Below are some records. How many of their lines contain the string "street"? Answer with the number alone.

◆ **Material shown**:
******************************

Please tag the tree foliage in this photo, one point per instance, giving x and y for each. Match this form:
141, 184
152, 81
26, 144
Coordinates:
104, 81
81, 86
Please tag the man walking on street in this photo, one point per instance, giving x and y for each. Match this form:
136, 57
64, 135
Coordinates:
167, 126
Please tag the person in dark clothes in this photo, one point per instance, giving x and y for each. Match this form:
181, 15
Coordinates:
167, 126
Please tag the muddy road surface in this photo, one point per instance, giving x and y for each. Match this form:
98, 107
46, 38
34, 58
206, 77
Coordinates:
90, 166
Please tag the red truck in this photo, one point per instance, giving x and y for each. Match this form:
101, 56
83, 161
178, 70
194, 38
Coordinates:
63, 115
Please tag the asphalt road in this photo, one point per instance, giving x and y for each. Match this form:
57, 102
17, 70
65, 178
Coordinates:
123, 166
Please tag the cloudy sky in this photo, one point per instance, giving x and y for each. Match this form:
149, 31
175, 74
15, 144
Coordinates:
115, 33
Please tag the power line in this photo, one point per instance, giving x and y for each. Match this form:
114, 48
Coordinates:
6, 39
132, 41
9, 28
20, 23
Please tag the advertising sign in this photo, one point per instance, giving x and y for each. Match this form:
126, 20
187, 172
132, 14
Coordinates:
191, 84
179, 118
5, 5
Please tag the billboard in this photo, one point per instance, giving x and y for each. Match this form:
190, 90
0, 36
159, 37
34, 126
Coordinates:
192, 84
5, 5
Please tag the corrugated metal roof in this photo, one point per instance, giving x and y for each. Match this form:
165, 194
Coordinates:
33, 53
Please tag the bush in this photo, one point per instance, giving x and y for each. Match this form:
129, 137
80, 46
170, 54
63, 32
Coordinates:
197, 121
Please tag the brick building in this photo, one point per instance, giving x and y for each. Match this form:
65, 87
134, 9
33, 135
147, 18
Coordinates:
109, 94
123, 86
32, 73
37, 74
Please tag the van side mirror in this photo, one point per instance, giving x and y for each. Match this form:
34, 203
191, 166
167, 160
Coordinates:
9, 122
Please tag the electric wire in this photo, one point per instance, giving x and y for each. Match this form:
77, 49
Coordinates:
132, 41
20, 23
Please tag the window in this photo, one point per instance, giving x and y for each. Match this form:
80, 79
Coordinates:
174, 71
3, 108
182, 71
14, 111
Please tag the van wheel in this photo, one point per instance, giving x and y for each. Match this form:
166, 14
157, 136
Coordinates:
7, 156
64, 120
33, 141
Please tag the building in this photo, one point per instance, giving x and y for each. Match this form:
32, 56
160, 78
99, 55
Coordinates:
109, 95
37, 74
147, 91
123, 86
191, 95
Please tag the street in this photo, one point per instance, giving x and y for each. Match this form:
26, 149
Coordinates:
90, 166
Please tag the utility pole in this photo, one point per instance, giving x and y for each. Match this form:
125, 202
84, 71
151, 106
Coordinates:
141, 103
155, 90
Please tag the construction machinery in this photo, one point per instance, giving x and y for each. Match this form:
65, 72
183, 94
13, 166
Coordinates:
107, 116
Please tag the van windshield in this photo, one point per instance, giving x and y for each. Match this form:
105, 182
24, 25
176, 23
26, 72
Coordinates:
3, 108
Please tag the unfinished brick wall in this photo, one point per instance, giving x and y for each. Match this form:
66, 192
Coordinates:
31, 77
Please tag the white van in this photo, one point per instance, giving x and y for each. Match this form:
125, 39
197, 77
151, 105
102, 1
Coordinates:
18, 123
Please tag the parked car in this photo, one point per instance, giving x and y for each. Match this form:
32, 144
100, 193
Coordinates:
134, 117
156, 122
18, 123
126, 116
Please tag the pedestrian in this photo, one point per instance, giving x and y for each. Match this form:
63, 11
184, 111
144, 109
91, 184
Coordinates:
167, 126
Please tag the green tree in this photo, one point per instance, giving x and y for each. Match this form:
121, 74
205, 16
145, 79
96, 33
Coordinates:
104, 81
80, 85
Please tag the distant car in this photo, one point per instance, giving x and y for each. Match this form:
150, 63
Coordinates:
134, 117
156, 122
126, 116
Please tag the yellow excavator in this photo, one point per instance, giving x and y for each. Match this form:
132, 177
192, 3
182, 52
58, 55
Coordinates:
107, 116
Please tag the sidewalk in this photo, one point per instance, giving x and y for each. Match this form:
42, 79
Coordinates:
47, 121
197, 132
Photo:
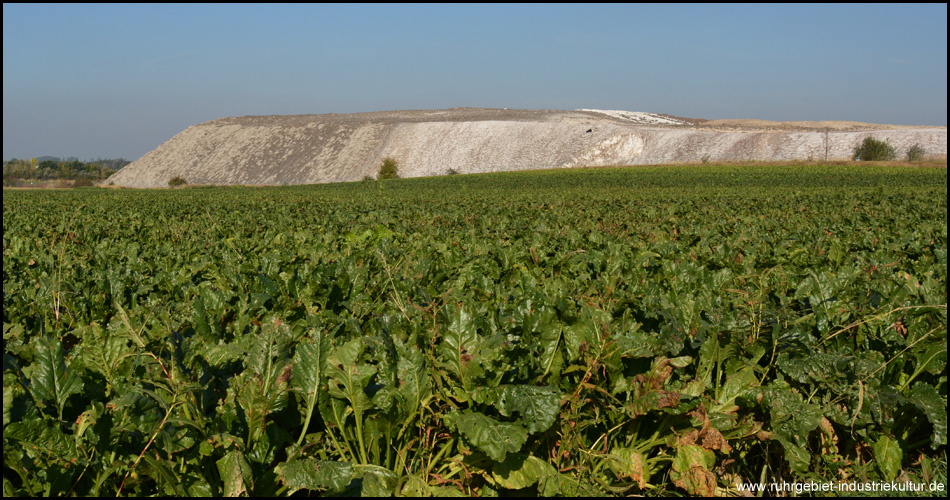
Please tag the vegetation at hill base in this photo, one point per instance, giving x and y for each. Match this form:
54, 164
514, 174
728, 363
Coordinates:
388, 169
44, 169
872, 149
624, 331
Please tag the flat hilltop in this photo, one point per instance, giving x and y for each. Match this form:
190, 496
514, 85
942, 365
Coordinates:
313, 149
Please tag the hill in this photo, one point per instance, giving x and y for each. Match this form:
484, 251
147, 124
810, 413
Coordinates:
310, 149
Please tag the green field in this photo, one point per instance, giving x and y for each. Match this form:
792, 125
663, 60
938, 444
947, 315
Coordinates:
656, 331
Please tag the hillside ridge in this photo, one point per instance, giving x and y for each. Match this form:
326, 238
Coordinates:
309, 149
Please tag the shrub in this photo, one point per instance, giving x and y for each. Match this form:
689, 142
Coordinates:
389, 169
916, 153
874, 150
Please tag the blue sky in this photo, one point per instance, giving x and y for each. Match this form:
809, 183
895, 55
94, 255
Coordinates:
119, 80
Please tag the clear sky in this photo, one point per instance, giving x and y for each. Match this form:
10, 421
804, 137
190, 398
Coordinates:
119, 80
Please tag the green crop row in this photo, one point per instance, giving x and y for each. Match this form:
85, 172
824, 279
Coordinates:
591, 332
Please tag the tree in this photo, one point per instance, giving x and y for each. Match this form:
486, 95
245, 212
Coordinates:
874, 150
389, 169
916, 153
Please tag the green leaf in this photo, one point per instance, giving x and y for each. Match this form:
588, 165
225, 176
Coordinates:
377, 481
495, 438
520, 471
50, 380
459, 347
313, 474
235, 474
929, 401
888, 455
691, 470
538, 406
310, 361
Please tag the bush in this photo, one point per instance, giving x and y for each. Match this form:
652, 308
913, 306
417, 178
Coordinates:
389, 169
916, 153
874, 150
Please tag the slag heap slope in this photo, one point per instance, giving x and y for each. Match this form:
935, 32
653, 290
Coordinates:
310, 149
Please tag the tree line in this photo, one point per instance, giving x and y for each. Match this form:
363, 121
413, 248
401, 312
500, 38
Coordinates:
51, 168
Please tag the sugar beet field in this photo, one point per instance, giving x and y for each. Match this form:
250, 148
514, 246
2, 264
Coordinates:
656, 331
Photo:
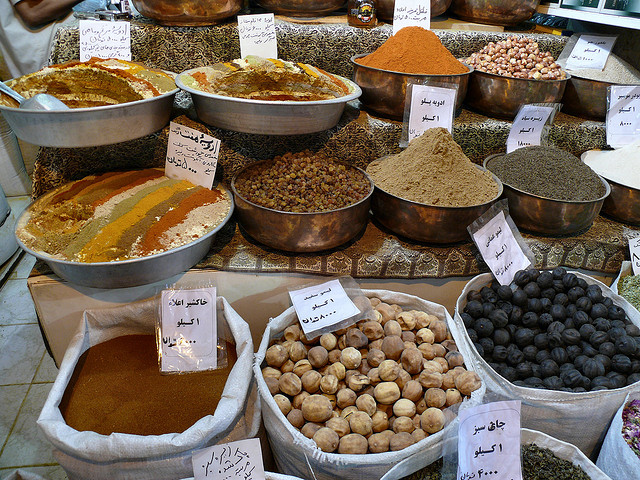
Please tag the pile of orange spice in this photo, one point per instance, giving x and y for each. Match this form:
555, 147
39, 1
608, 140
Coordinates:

******************************

◆ **Task output**:
2